• **Texte support**
= = = = = = =

Les cas les plus fréquents que je rencontre sont les suivants :

Les personnes concernées (= les personnes qui ont contribué au traumatisme ou qui n’ont pas protégé l’enfant) ne veulent pas entendre parler du passé, ne sont pas en mesure de gérer leur propre culpabilité et font preuve de déni (« tu exagères », « ta mémoire te trompe », « ce n’est pas de ma faute, c’est à cause de ton père/de mes propres parents/de la situation du moment« ).

Elles peuvent aller jusqu’à nier carrément les faits, ce qui est, pour l’adulte dont la blessure d’enfant n’a pas été entendue, source d’une confusion immense (« est-ce que je divague ? ») d’un sentiment d’impuissance et d’une colère sourde, qu’il retourne généralement contre lui-même.

Cet adulte, qui garde en lui cette blessure d’enfant non reconnue, ne parvient pas à se dépêtrer de cette toile d’araignée, partagé entre la colère et la douleur ancrés en lui et l’injonction qu’il reçoit de « passer à autre chose » et « laisser le passé au passé« .

= = = = = = =

• **Consigne 1**
Indiquez si chacune des affirmations suivantes concorde avec le texte support, en citant les mots qui le montrent. (a) Les personnes concernées acceptent volontiers de parler du passé. (b) L’adulte retourne généralement sa colère contre lui-même. (c) L’adulte reçoit l’injonction de « passer à autre chose ».
• **Consigne 2**
Relevez toutes les paroles citées entre guillemets dans le texte support.
• **Consigne 3**
Recopiez le passage du texte support qui s’ouvre sur les mots contenant « Elles peuvent aller » et se termine par « généralement contre lui-même. ».

• **Données brutes**
= = = = = = =

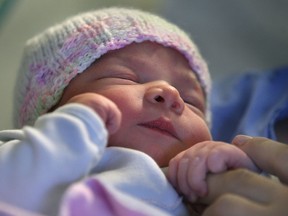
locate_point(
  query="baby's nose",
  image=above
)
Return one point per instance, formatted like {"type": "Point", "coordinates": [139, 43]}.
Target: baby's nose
{"type": "Point", "coordinates": [165, 95]}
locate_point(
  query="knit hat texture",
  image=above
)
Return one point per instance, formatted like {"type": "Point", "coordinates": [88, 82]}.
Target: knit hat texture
{"type": "Point", "coordinates": [53, 58]}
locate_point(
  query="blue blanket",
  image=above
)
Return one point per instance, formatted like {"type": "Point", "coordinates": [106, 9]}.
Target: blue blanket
{"type": "Point", "coordinates": [249, 103]}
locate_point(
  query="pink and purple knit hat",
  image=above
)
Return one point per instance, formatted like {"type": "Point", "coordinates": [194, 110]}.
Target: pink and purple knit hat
{"type": "Point", "coordinates": [52, 59]}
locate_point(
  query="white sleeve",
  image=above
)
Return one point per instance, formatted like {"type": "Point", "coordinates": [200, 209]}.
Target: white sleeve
{"type": "Point", "coordinates": [38, 163]}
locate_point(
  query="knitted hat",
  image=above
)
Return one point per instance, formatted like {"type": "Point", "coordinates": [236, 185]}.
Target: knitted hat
{"type": "Point", "coordinates": [56, 56]}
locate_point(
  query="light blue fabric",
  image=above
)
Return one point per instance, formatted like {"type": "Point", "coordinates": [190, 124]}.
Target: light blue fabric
{"type": "Point", "coordinates": [249, 103]}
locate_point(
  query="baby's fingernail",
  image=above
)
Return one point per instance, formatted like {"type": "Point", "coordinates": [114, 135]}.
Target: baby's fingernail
{"type": "Point", "coordinates": [241, 140]}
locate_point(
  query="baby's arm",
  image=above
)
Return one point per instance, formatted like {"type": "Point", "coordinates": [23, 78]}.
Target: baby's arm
{"type": "Point", "coordinates": [188, 170]}
{"type": "Point", "coordinates": [38, 163]}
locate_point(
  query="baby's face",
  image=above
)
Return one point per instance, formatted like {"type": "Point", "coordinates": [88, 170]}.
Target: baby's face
{"type": "Point", "coordinates": [161, 101]}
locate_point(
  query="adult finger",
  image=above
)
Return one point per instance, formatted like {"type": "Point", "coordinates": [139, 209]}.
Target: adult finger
{"type": "Point", "coordinates": [269, 155]}
{"type": "Point", "coordinates": [243, 183]}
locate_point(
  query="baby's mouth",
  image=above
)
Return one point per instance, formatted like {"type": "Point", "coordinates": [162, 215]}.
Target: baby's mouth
{"type": "Point", "coordinates": [162, 126]}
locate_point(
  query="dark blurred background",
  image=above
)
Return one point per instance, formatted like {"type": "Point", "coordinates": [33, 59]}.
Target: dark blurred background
{"type": "Point", "coordinates": [233, 36]}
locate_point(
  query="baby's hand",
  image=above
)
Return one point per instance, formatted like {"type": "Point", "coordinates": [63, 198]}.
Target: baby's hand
{"type": "Point", "coordinates": [105, 108]}
{"type": "Point", "coordinates": [188, 170]}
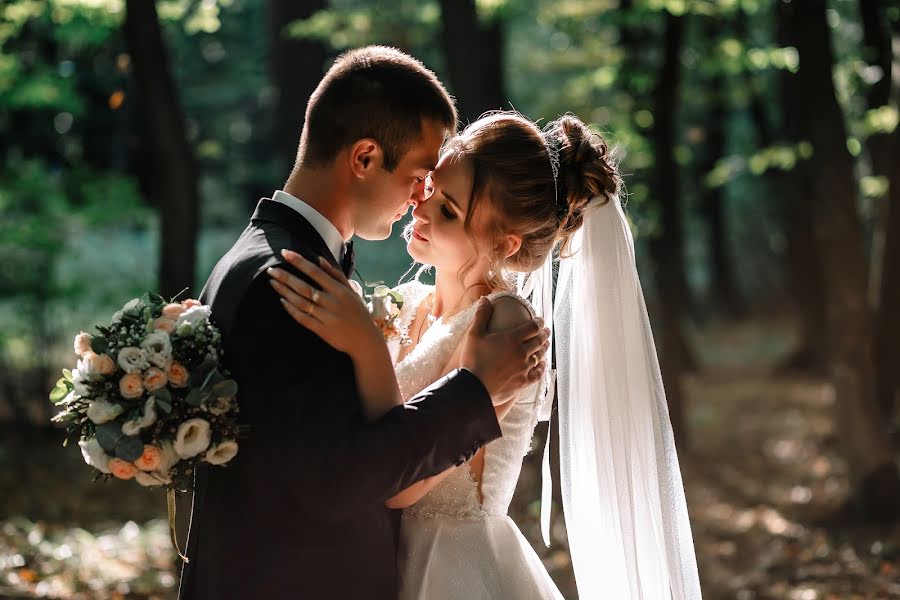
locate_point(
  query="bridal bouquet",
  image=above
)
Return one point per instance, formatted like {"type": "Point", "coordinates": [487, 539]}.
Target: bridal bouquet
{"type": "Point", "coordinates": [149, 399]}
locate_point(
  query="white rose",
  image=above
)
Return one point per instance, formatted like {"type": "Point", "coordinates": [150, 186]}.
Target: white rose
{"type": "Point", "coordinates": [221, 454]}
{"type": "Point", "coordinates": [101, 411]}
{"type": "Point", "coordinates": [82, 343]}
{"type": "Point", "coordinates": [158, 348]}
{"type": "Point", "coordinates": [94, 366]}
{"type": "Point", "coordinates": [191, 318]}
{"type": "Point", "coordinates": [151, 479]}
{"type": "Point", "coordinates": [133, 360]}
{"type": "Point", "coordinates": [356, 287]}
{"type": "Point", "coordinates": [193, 437]}
{"type": "Point", "coordinates": [134, 426]}
{"type": "Point", "coordinates": [94, 455]}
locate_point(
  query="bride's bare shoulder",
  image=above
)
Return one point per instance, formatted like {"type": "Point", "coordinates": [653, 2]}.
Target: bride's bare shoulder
{"type": "Point", "coordinates": [509, 311]}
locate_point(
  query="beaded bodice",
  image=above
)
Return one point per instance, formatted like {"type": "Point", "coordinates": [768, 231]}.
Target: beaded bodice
{"type": "Point", "coordinates": [457, 494]}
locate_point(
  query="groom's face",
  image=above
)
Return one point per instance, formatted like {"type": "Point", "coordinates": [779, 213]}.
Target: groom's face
{"type": "Point", "coordinates": [390, 192]}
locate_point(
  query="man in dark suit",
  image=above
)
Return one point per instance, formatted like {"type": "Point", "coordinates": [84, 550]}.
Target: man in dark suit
{"type": "Point", "coordinates": [299, 513]}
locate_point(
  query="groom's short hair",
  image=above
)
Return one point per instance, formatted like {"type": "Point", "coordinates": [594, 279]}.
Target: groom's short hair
{"type": "Point", "coordinates": [373, 92]}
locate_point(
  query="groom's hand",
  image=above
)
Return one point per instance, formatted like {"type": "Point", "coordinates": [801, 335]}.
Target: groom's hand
{"type": "Point", "coordinates": [505, 361]}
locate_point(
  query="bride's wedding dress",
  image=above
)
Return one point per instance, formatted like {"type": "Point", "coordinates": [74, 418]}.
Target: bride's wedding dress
{"type": "Point", "coordinates": [453, 546]}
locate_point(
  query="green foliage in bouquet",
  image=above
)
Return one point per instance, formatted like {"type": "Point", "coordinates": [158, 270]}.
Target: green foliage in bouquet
{"type": "Point", "coordinates": [149, 398]}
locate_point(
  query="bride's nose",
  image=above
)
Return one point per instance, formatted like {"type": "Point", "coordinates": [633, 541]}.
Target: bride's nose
{"type": "Point", "coordinates": [419, 211]}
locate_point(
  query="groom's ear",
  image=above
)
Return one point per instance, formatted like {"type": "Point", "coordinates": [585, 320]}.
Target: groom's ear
{"type": "Point", "coordinates": [365, 157]}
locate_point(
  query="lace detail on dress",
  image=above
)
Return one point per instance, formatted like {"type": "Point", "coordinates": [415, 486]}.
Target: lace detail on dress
{"type": "Point", "coordinates": [457, 495]}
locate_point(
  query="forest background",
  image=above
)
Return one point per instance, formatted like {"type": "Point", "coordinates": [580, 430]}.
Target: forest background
{"type": "Point", "coordinates": [761, 155]}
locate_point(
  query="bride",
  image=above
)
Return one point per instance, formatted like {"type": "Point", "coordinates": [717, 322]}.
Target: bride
{"type": "Point", "coordinates": [505, 204]}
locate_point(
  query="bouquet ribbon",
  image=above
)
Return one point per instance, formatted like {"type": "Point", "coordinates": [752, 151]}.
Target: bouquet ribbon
{"type": "Point", "coordinates": [170, 500]}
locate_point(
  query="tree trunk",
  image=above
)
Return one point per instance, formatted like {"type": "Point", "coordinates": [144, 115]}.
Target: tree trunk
{"type": "Point", "coordinates": [806, 280]}
{"type": "Point", "coordinates": [864, 435]}
{"type": "Point", "coordinates": [878, 54]}
{"type": "Point", "coordinates": [887, 341]}
{"type": "Point", "coordinates": [474, 53]}
{"type": "Point", "coordinates": [723, 287]}
{"type": "Point", "coordinates": [296, 67]}
{"type": "Point", "coordinates": [667, 249]}
{"type": "Point", "coordinates": [168, 151]}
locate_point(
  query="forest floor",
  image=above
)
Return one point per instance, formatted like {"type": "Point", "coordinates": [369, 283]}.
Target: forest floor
{"type": "Point", "coordinates": [763, 476]}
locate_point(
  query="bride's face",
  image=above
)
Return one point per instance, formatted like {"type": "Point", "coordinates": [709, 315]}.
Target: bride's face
{"type": "Point", "coordinates": [438, 236]}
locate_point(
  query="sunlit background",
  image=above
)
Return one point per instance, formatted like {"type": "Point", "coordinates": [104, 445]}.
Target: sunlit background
{"type": "Point", "coordinates": [761, 155]}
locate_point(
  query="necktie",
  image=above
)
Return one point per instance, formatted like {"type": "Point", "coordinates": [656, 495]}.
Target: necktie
{"type": "Point", "coordinates": [349, 260]}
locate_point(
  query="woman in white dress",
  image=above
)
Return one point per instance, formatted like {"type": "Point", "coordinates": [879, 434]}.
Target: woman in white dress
{"type": "Point", "coordinates": [504, 196]}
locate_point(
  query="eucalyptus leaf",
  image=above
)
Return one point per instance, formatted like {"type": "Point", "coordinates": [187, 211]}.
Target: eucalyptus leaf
{"type": "Point", "coordinates": [163, 394]}
{"type": "Point", "coordinates": [58, 393]}
{"type": "Point", "coordinates": [108, 436]}
{"type": "Point", "coordinates": [130, 448]}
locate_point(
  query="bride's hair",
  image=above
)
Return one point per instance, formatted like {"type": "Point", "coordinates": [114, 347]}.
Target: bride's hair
{"type": "Point", "coordinates": [514, 177]}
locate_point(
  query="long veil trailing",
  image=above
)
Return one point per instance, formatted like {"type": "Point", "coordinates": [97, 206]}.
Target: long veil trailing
{"type": "Point", "coordinates": [623, 498]}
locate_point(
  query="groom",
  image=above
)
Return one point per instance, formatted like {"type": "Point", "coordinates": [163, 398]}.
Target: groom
{"type": "Point", "coordinates": [299, 513]}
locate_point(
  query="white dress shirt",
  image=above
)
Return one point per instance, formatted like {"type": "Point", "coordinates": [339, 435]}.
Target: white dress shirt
{"type": "Point", "coordinates": [323, 226]}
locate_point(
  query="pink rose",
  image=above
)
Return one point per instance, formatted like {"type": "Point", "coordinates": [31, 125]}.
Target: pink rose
{"type": "Point", "coordinates": [121, 469]}
{"type": "Point", "coordinates": [105, 365]}
{"type": "Point", "coordinates": [164, 324]}
{"type": "Point", "coordinates": [154, 379]}
{"type": "Point", "coordinates": [131, 385]}
{"type": "Point", "coordinates": [173, 310]}
{"type": "Point", "coordinates": [178, 375]}
{"type": "Point", "coordinates": [150, 459]}
{"type": "Point", "coordinates": [92, 364]}
{"type": "Point", "coordinates": [82, 343]}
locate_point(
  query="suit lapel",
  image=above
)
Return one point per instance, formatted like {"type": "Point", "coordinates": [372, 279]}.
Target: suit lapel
{"type": "Point", "coordinates": [301, 230]}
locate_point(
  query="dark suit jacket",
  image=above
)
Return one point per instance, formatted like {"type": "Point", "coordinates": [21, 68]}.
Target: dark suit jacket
{"type": "Point", "coordinates": [299, 512]}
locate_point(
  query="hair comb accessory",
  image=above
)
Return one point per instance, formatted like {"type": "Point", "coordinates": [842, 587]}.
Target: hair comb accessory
{"type": "Point", "coordinates": [553, 143]}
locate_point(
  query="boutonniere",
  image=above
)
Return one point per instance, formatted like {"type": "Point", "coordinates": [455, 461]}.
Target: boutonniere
{"type": "Point", "coordinates": [384, 305]}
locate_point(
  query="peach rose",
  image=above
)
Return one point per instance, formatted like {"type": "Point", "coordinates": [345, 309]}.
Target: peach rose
{"type": "Point", "coordinates": [150, 459]}
{"type": "Point", "coordinates": [82, 343]}
{"type": "Point", "coordinates": [173, 310]}
{"type": "Point", "coordinates": [105, 364]}
{"type": "Point", "coordinates": [164, 324]}
{"type": "Point", "coordinates": [131, 386]}
{"type": "Point", "coordinates": [178, 375]}
{"type": "Point", "coordinates": [91, 365]}
{"type": "Point", "coordinates": [154, 379]}
{"type": "Point", "coordinates": [121, 469]}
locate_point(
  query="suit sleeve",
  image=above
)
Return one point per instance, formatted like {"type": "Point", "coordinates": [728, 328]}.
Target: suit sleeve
{"type": "Point", "coordinates": [310, 404]}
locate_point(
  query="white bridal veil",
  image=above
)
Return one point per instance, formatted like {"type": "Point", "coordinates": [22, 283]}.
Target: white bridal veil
{"type": "Point", "coordinates": [623, 498]}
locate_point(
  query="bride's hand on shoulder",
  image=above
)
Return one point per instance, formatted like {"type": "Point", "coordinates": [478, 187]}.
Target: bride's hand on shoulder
{"type": "Point", "coordinates": [335, 312]}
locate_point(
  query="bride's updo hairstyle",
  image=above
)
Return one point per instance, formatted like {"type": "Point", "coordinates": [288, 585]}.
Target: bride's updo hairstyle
{"type": "Point", "coordinates": [513, 176]}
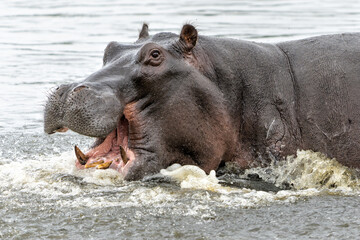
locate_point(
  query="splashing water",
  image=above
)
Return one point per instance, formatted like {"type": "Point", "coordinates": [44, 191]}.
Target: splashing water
{"type": "Point", "coordinates": [310, 169]}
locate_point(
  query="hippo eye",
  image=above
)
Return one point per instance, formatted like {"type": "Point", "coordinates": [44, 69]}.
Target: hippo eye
{"type": "Point", "coordinates": [155, 54]}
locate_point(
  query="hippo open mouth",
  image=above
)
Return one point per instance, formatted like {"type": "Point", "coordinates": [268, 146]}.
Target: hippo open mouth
{"type": "Point", "coordinates": [112, 151]}
{"type": "Point", "coordinates": [149, 106]}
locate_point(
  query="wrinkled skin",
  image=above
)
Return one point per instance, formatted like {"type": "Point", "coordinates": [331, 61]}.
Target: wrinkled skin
{"type": "Point", "coordinates": [201, 100]}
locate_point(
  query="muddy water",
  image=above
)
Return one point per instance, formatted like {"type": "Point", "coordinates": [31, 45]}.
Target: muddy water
{"type": "Point", "coordinates": [42, 196]}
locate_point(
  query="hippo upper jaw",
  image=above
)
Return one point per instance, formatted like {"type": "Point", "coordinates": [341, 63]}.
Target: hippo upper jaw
{"type": "Point", "coordinates": [113, 151]}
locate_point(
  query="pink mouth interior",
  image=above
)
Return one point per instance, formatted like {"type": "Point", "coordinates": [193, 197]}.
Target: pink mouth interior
{"type": "Point", "coordinates": [109, 149]}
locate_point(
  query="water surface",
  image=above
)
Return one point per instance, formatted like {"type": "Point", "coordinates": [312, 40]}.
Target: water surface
{"type": "Point", "coordinates": [42, 196]}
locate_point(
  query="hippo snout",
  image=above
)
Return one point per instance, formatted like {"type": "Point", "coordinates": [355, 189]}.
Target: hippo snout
{"type": "Point", "coordinates": [85, 108]}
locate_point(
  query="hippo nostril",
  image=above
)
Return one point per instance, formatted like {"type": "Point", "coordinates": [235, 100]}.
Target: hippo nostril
{"type": "Point", "coordinates": [79, 88]}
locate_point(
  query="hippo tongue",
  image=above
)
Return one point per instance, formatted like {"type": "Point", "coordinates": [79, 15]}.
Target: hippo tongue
{"type": "Point", "coordinates": [112, 148]}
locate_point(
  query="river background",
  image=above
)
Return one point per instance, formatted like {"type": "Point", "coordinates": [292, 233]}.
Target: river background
{"type": "Point", "coordinates": [46, 43]}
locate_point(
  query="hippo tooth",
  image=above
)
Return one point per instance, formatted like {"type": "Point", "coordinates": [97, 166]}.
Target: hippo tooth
{"type": "Point", "coordinates": [94, 164]}
{"type": "Point", "coordinates": [81, 157]}
{"type": "Point", "coordinates": [104, 165]}
{"type": "Point", "coordinates": [123, 155]}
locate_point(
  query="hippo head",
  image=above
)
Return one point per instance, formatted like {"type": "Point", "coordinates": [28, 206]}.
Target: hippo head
{"type": "Point", "coordinates": [152, 104]}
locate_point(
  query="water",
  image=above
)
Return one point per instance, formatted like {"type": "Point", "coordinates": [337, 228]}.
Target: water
{"type": "Point", "coordinates": [42, 196]}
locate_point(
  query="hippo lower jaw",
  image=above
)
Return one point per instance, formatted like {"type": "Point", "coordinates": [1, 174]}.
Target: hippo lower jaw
{"type": "Point", "coordinates": [110, 152]}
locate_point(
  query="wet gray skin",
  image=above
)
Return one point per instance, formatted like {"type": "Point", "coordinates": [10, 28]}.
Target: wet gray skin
{"type": "Point", "coordinates": [200, 100]}
{"type": "Point", "coordinates": [170, 105]}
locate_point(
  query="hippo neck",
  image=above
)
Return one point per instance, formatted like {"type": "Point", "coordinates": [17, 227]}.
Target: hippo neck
{"type": "Point", "coordinates": [256, 77]}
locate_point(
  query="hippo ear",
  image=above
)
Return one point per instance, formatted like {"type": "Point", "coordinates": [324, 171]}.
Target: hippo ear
{"type": "Point", "coordinates": [144, 33]}
{"type": "Point", "coordinates": [188, 36]}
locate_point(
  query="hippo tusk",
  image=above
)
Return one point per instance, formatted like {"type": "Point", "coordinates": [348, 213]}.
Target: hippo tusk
{"type": "Point", "coordinates": [104, 165]}
{"type": "Point", "coordinates": [81, 157]}
{"type": "Point", "coordinates": [123, 155]}
{"type": "Point", "coordinates": [94, 164]}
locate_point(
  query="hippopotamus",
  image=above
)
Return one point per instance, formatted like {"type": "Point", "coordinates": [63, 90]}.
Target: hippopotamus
{"type": "Point", "coordinates": [205, 101]}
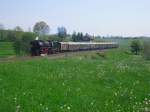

= = = = = = =

• **Corrigé 1**
(a) Non : « ne veulent pas entendre parler du passé ».
(b) Oui : « une colère sourde, qu’il retourne généralement contre lui-même ».
(c) Oui : « l’injonction qu’il reçoit de « passer à autre chose » ».

• **Corrigé 2**
- tu exagères
- ta mémoire te trompe
- ce n’est pas de ma faute, c’est à cause de ton père/de mes propres parents/de la situation du moment
- est-ce que je divague ?
- passer à autre chose
- laisser le passé au passé

• **Corrigé 3**
Elles peuvent aller jusqu’à nier carrément les faits, ce qui est, pour l’adulte dont la blessure d’enfant n’a pas été entendue, source d’une confusion immense (« est-ce que je divague ? ») d’un sentiment d’impuissance et d’une colère sourde, qu’il retourne généralement contre lui-même.